An implementation of the Hybrid Event Memory System (HEMS) by Menager et al.. HEMS performs clustering and classification of structured representations, namely Bayesian networks, to enable event cognition for intelligent agents. It stores observations, represented as DAGs, at the lowest level of an event hierarchy, and learns generalizations on top of them to form a probabilistic taxonomy of events. Learning occurs in an online, and incremental fashion, so the system learns continually, forming new generalizations by composing pre-existing ones together. Learning and performance are interleaved, so predictive power improves as examples are encountered.
Contributions of the work are as follows:
- Novel hybrid theory of event memory combines exemplar-based and schema-based perspectives on event memory to explain the full range of human event memory usage;
- Computational implementation of this theory that enables constructing event memory-enabled intelligent agents;
- Modeling and demonstrating the full range of event memory phenomena inlcuding: sucessful remembering, misremembering, and confabulation;
- Novel rule-based representation for compactly storing probability distributions to enable efficient state estimation under various partial observability conditions; and
- Novel easy-to-use programming language for specifying probabilistic programs.
Further details on the system's theoretical claims and technical details may be found in the /papers directory.
This page is currently under construction.
This codebase is written and testing using SBCL. Other versions of Common Lisp may work, but we provide no guarantees. This software also depends on quicklisp for installing other Common Lisp packages. A full list of external dependencies may be found in hems.asd.

> **ENTRIES SUPPLIED**

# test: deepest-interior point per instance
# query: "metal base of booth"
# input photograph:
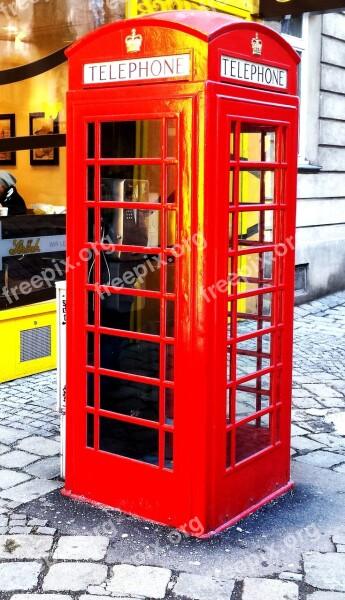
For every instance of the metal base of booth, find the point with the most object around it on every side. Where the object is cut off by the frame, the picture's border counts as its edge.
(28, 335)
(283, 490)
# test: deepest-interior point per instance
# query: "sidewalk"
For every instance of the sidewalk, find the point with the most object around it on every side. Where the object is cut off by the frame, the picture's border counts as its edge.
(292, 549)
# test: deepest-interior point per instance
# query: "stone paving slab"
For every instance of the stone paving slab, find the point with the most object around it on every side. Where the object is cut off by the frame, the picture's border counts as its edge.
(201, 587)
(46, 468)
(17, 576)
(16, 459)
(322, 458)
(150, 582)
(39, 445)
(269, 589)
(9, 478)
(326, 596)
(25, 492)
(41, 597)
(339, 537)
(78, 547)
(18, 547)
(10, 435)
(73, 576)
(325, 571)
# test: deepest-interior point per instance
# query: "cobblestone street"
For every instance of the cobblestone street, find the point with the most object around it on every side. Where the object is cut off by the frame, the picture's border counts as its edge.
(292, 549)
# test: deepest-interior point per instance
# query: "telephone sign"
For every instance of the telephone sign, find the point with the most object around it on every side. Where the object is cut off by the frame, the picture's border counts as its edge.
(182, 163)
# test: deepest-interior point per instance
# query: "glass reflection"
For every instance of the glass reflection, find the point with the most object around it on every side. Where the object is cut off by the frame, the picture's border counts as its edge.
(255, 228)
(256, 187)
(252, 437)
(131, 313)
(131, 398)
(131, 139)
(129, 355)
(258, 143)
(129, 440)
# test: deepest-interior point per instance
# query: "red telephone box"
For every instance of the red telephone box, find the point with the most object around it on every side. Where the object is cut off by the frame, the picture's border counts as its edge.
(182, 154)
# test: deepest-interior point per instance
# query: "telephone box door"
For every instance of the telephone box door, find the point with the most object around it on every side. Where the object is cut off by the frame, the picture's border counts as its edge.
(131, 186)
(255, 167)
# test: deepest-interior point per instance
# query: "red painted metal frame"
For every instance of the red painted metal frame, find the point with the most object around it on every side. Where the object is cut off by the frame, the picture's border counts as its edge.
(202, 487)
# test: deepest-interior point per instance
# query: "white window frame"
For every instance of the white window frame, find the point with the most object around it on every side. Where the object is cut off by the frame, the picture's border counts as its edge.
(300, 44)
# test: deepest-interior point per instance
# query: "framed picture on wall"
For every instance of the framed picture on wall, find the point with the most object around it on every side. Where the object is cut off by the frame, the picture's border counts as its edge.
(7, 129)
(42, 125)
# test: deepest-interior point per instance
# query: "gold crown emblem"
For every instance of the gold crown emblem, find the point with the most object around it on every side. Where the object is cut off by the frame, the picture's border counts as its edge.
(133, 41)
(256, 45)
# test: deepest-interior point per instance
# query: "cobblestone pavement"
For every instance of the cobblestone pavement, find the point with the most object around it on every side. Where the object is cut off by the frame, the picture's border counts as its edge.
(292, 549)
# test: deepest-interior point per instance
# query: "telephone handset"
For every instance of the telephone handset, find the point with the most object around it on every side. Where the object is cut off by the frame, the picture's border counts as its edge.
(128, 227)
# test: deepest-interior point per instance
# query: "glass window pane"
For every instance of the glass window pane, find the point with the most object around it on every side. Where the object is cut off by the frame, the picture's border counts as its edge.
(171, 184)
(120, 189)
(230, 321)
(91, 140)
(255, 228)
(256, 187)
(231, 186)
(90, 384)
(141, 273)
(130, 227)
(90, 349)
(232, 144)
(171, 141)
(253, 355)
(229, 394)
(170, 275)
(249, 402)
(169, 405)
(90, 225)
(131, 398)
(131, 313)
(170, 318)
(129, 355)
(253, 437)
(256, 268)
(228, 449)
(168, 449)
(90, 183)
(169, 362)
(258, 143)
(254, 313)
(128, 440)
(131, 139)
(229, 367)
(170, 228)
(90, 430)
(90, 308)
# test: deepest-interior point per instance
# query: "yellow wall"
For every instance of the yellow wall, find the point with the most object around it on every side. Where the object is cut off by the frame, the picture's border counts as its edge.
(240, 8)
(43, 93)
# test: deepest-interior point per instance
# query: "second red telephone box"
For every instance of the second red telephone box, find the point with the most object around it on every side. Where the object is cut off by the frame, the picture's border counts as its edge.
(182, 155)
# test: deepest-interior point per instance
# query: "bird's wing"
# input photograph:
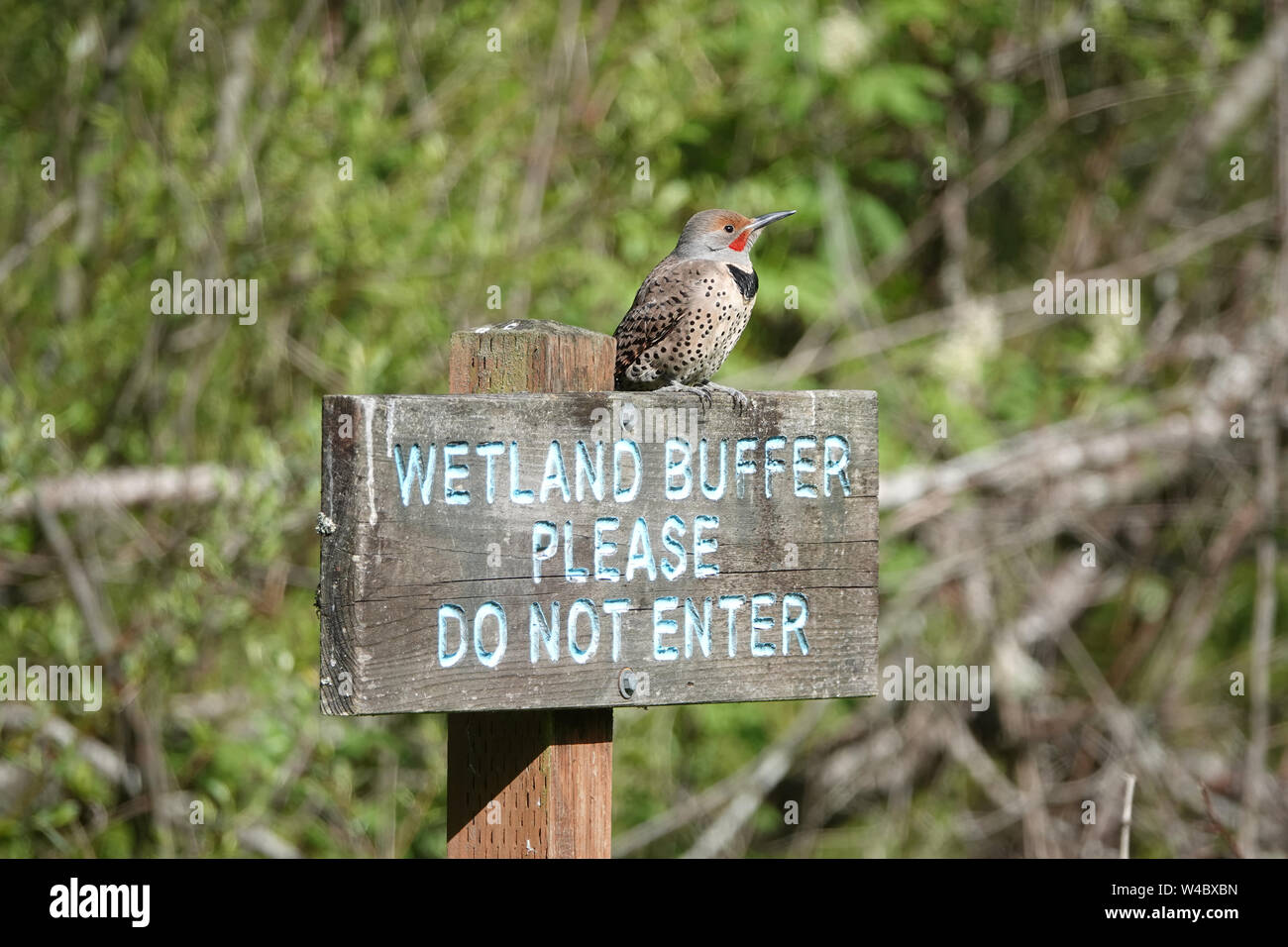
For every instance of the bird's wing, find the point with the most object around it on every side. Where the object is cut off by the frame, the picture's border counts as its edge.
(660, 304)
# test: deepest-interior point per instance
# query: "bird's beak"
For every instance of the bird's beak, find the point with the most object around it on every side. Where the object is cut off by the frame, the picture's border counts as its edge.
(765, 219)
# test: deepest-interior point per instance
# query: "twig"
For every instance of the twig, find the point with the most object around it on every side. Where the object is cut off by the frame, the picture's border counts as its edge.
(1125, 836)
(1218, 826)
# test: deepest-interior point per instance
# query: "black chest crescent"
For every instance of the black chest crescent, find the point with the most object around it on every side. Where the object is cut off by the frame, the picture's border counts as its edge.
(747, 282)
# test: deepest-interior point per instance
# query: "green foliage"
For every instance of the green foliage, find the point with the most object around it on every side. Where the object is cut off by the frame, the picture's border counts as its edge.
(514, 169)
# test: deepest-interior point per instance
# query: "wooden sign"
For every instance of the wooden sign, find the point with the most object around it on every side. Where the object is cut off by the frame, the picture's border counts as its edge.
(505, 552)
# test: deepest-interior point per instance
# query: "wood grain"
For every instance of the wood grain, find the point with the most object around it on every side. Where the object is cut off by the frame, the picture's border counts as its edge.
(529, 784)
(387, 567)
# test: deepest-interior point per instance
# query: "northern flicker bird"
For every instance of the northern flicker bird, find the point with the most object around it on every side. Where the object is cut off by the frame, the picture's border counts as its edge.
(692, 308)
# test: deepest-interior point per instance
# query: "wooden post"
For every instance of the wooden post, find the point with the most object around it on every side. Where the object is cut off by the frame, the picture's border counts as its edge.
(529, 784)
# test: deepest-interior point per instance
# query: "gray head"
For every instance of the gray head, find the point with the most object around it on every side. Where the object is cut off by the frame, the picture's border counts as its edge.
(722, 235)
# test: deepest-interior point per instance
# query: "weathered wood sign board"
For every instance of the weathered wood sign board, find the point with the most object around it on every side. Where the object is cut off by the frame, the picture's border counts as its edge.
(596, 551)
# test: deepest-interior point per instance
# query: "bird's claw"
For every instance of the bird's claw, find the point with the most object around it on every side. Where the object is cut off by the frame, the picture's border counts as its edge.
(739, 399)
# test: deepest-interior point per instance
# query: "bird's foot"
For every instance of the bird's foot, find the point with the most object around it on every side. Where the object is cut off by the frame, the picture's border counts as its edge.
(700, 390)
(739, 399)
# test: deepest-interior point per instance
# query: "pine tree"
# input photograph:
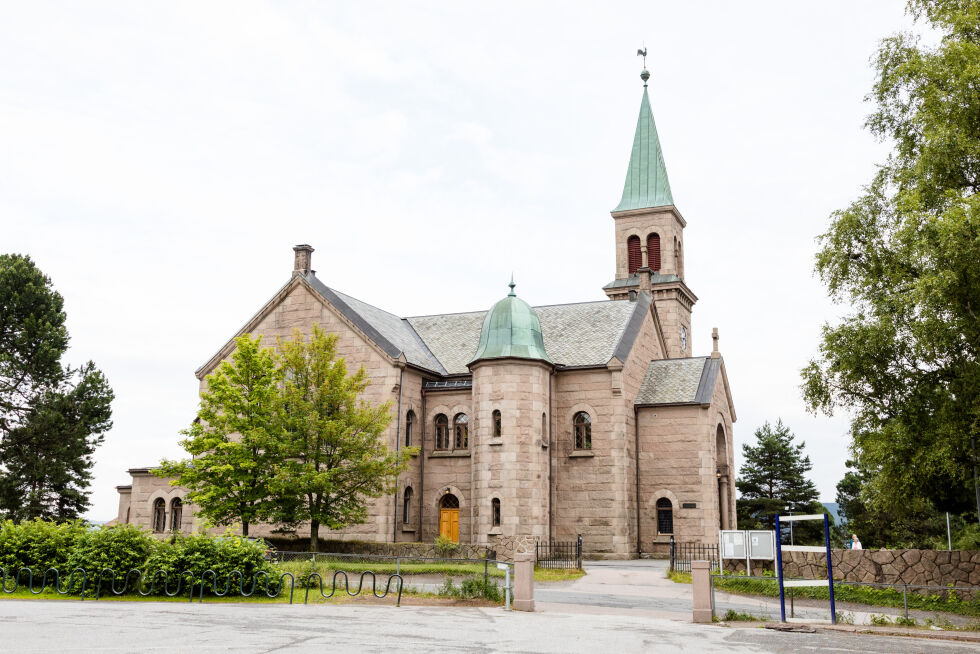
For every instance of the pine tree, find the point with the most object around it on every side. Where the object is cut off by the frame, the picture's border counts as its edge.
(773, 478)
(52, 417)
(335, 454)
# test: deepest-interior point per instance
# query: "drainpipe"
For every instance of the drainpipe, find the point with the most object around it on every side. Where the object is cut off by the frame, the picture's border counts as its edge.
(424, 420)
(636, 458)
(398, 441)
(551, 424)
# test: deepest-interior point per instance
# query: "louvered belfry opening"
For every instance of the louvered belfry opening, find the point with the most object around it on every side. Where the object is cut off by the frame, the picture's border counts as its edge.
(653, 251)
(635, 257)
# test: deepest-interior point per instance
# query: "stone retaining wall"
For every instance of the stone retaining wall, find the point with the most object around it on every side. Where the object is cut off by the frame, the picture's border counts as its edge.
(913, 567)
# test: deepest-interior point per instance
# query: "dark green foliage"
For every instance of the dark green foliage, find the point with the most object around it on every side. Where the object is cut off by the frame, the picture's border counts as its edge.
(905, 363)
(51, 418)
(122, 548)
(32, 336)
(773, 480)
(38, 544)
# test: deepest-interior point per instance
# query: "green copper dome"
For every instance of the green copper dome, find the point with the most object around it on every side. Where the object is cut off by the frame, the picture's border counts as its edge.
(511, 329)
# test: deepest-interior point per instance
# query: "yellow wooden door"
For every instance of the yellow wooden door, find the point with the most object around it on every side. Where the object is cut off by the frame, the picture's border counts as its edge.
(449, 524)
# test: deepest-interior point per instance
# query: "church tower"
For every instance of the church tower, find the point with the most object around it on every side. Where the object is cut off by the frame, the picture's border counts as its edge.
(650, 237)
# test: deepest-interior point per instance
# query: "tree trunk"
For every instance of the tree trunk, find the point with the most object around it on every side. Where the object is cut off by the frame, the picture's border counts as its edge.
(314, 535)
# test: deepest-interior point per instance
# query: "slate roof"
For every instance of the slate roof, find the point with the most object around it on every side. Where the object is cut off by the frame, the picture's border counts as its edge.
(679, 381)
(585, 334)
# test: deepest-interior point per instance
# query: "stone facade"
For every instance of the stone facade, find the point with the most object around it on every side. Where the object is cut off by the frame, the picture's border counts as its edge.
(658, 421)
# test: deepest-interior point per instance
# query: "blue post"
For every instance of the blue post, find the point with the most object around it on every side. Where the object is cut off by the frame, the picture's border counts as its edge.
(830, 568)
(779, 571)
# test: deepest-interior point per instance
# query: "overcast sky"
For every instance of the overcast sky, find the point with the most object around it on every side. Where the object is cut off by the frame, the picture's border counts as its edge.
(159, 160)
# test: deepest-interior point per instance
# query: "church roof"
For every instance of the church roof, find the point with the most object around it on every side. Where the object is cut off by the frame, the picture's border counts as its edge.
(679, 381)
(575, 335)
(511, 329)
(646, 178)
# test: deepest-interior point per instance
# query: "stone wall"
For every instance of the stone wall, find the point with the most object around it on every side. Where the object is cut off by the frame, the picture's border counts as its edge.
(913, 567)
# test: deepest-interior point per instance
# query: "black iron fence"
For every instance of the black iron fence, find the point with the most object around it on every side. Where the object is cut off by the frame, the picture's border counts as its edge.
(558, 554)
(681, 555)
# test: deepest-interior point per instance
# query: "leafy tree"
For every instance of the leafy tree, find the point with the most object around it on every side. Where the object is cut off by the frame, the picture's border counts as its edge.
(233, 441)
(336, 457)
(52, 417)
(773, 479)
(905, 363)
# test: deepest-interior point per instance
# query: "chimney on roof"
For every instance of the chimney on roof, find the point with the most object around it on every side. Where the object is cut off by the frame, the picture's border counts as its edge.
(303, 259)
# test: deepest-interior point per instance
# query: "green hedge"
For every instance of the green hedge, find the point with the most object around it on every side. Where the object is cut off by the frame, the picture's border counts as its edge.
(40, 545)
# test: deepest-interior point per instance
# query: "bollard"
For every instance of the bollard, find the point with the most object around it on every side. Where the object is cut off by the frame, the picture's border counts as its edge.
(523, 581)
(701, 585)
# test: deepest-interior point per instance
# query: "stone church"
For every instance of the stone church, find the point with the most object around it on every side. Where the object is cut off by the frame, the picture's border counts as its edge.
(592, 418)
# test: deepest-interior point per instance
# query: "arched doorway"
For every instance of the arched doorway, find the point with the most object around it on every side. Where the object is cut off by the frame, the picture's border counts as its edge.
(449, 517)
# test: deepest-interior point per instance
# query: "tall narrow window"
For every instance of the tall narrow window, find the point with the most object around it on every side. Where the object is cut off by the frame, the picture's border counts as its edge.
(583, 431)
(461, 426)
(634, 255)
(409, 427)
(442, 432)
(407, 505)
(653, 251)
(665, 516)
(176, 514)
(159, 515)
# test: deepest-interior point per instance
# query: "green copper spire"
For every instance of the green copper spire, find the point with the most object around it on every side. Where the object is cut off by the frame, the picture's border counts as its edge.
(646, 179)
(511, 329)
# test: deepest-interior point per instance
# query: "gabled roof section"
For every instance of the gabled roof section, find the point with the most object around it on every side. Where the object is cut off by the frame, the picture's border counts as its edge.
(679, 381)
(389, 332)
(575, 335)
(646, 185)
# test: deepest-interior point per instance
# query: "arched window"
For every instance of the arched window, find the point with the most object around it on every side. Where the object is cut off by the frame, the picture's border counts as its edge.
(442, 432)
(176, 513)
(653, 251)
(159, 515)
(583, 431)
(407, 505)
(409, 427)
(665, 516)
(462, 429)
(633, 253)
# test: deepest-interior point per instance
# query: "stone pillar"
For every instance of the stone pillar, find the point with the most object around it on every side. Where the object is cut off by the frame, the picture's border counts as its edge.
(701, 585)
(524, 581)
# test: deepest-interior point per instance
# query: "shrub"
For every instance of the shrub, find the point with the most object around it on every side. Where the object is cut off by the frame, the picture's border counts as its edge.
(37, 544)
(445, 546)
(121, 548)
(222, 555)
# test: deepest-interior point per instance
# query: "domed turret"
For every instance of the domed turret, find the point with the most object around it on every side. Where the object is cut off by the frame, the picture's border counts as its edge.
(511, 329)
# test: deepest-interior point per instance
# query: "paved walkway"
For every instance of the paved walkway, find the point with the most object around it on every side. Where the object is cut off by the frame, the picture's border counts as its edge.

> **DIRECTIVE 1**
According to the HEMS description, which Common Lisp implementation was the code written and tested with?
> **DIRECTIVE 2**
List every contribution of the work named in the HEMS description.
> **DIRECTIVE 3**
Continue the HEMS description from where it stops.

> **RIGHT ANSWER 1**
SBCL.

> **RIGHT ANSWER 2**
1. A novel hybrid theory of event memory that combines exemplar-based and schema-based perspectives to explain the full range of human event memory usage.
2. A computational implementation of this theory that enables building event memory-enabled intelligent agents.
3. Modeling and demonstrating the full range of event memory phenomena, including successful remembering, misremembering, and confabulation.
4. A novel rule-based representation for compactly storing probability distributions, enabling efficient state estimation under various partial observability conditions.
5. A novel easy-to-use programming language for specifying probabilistic programs.

> **RIGHT ANSWER 3**
Python programs can use HEMS by importing cl4py into their projects. See the /examples folder for details.
HEMS is written in Common Lisp. As such, it depends on SBCL in order to execute the program. On Unix system, installing SBCL can be done with the package manager, and on Windows, it can be downloaded and installed following this link: https://www.sbcl.org/platform-table.html. Note that on Unix-based systems, the package manager might have an older version of SBCL, so it may be advantageous to install the newest version from this link as well.
Once SBCL is installed, we recommend installing HEMS with the quicklisp library manager. It can be installed at https://www.quicklisp.org/beta/. Once it is installed, run the following commands in the terminal to make HEMS quicklisp installable.
$ cd ~/quicklisp/local-projects
$ git clone https://github.com/dmenager/HEMS.git
Then, in your Lisp program, or the REPL, simply run:
(ql:quickload :hems)
to include the HEMS package in your code.
Observations are encoded as DAGs in the following way:
c1 = (percept-node casualty :value "CASUALTY-A" :kb-concept-id "CNPT-1")
c2 = (percept-node age :value "22" :kb-concept-id "CNPT-2")
c3 = (percept-node sex :value "M" :kb-concept-id "CNPT-3")
c4 = (percept-node rank :value "MILITARY" :kb-concept-id "CNPT-4")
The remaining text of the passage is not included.